**TASK STATEMENT**
Which lines in the records below contain the string "green"? Pick out and copy each of those lines, treating uppercase and lowercase as different.

**SUPPLIED DATA**

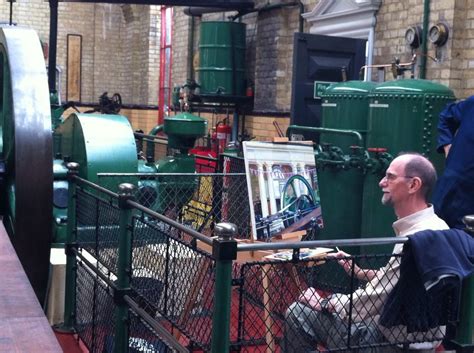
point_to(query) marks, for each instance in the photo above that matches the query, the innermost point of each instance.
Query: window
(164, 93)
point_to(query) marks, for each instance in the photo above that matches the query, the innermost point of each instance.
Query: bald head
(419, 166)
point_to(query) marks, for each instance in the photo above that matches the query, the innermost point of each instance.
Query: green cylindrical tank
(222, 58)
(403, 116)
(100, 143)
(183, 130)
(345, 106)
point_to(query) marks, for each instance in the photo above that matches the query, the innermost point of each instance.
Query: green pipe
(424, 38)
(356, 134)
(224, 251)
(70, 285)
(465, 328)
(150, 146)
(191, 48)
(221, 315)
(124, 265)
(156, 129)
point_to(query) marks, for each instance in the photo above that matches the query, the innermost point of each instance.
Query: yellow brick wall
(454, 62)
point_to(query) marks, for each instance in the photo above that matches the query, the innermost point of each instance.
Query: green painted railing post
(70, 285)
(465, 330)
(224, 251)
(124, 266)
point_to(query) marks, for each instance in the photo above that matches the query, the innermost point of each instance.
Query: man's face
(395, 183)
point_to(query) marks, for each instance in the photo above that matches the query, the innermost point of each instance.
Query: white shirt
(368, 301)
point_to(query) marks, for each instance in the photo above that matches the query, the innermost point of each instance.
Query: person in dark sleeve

* * *

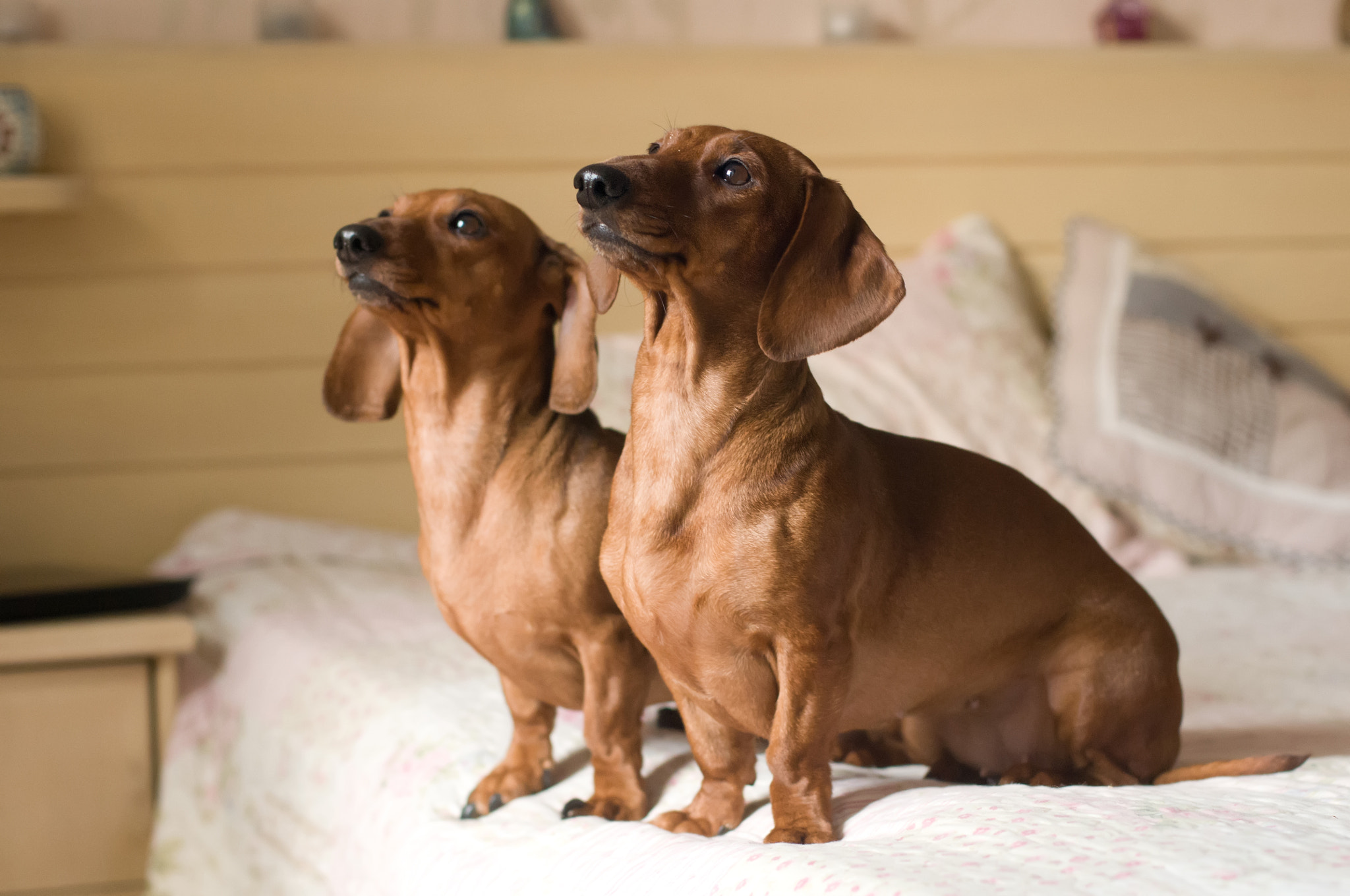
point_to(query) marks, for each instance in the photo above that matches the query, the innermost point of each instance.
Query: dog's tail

**CORRECT RESPONSE**
Query: green cylindrical tank
Query: green pipe
Query: green painted railing post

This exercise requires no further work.